Problem:
Write out every record in full, exactly as written, please.

★ ★ ★

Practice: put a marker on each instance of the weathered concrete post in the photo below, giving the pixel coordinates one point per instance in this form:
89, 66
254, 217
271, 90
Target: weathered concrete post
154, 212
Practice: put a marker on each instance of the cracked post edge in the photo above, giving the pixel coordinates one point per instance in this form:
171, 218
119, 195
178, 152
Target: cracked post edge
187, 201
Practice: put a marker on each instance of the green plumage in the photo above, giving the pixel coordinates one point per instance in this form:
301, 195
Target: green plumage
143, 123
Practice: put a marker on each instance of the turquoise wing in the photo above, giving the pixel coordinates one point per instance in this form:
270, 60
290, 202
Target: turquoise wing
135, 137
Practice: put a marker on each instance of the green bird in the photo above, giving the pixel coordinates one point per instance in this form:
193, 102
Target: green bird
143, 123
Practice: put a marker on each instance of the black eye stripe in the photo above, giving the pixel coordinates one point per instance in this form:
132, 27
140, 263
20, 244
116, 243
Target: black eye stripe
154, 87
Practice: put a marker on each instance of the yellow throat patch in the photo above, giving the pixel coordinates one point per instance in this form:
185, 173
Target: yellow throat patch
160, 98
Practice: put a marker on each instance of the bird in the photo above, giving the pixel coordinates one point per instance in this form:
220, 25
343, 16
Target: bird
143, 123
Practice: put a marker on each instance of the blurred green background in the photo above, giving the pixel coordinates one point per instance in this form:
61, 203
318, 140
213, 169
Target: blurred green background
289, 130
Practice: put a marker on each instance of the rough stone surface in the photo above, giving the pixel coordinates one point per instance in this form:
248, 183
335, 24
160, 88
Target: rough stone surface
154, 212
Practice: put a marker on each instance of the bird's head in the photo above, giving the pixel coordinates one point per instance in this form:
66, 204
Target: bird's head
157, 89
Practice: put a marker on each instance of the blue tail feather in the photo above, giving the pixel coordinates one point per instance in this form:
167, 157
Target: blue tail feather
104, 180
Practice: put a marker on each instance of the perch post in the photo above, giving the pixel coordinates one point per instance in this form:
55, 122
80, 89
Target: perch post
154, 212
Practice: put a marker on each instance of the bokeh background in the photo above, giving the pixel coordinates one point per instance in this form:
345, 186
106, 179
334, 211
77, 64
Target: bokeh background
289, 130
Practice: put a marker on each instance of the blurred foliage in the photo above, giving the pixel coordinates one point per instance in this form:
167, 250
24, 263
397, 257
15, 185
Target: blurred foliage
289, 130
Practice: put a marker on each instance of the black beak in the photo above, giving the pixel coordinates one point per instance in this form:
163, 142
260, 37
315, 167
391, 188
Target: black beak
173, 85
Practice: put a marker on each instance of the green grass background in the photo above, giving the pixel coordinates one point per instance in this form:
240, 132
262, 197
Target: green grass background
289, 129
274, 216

★ ★ ★

Reply to the task:
Practice: put a marker on each instance of the weathered concrete post in the photo below, giving the pixel coordinates one point per instance in this form:
89, 66
254, 217
271, 90
Target: weathered concrete post
154, 212
Practice: put a marker on each instance of the cracked post edge in the photo above, giving the pixel coordinates one point per instance in this form:
171, 218
119, 195
178, 152
Target: cracked post edge
187, 201
Practice: put a marker on each instance of the green plumage in the photo above, giving the pixel coordinates one point per instance in this form:
301, 195
Target: green plumage
143, 123
Practice: put a marker on each instance of the turquoise wing in the photo above, giving the pixel coordinates one point per instance in this form:
270, 60
290, 202
Target: turquoise wing
135, 137
Practice: put a marker on each instance of the green bird in the photo above, giving the pixel coordinates one point per instance in this form:
193, 102
Target: green bird
143, 123
Practice: put a marker on each instance of the black eye stripe in the photo above, giving the pixel coordinates one point per instance in this form:
132, 27
140, 263
20, 244
116, 243
Target: black eye stripe
154, 87
Practice: put a marker on each instance of the yellow throat patch in the photo above, giving the pixel coordinates one point per instance in this form:
185, 173
Target: yellow throat patch
160, 98
Practice: put a marker on each instance of the bird in the photo above, giving the pixel coordinates one point per instance in this form:
220, 25
343, 16
Target: bird
143, 123
Practice: put a marker on each instance of the blurred green background in the photo above, giving the pixel coordinates one point per instance in this form:
61, 203
318, 140
213, 169
Target: blurred green background
289, 130
Practice: put a marker on each instance of the rough stone surface in the photo above, giving the pixel coordinates one point per instance in this form:
248, 183
335, 24
160, 88
Target: rough stone surface
154, 212
Practice: put a marker on each instance of the bird's head in the photo above, giving the pixel coordinates one point per instance in this form:
66, 204
Target: bird's head
157, 89
Practice: put a marker on each instance of the blue tail feather in the photo above, giving the pixel coordinates one point per instance in this form:
167, 157
Target: blue tail feather
104, 180
Practice: put a marker on each instance of the perch post in the photo above, giving the pixel coordinates one point per instance in this form:
55, 122
80, 89
Target: perch post
154, 212
Practice: put a marker on each instance of the bokeh background in the photo above, giving the pixel coordinates one point per instance in this form:
345, 186
106, 179
334, 211
77, 64
Target: bokeh background
289, 130
Practice: put a marker on each instance of the blurred foliage in the photo above, giving the pixel coordinates one point per instance in this form:
167, 250
24, 263
397, 257
15, 185
Target: blurred foliage
289, 130
Practice: put a marker on each instance of the black beak in the photo above, giving the pixel coordinates one point per instance in this form:
163, 142
260, 37
315, 167
391, 188
Target: black beak
173, 85
Practice: put a marker on each instance of the green grass background in the photo above, giving the pixel coordinates one point per instance in this form:
240, 132
262, 197
Target: green grass background
289, 129
274, 216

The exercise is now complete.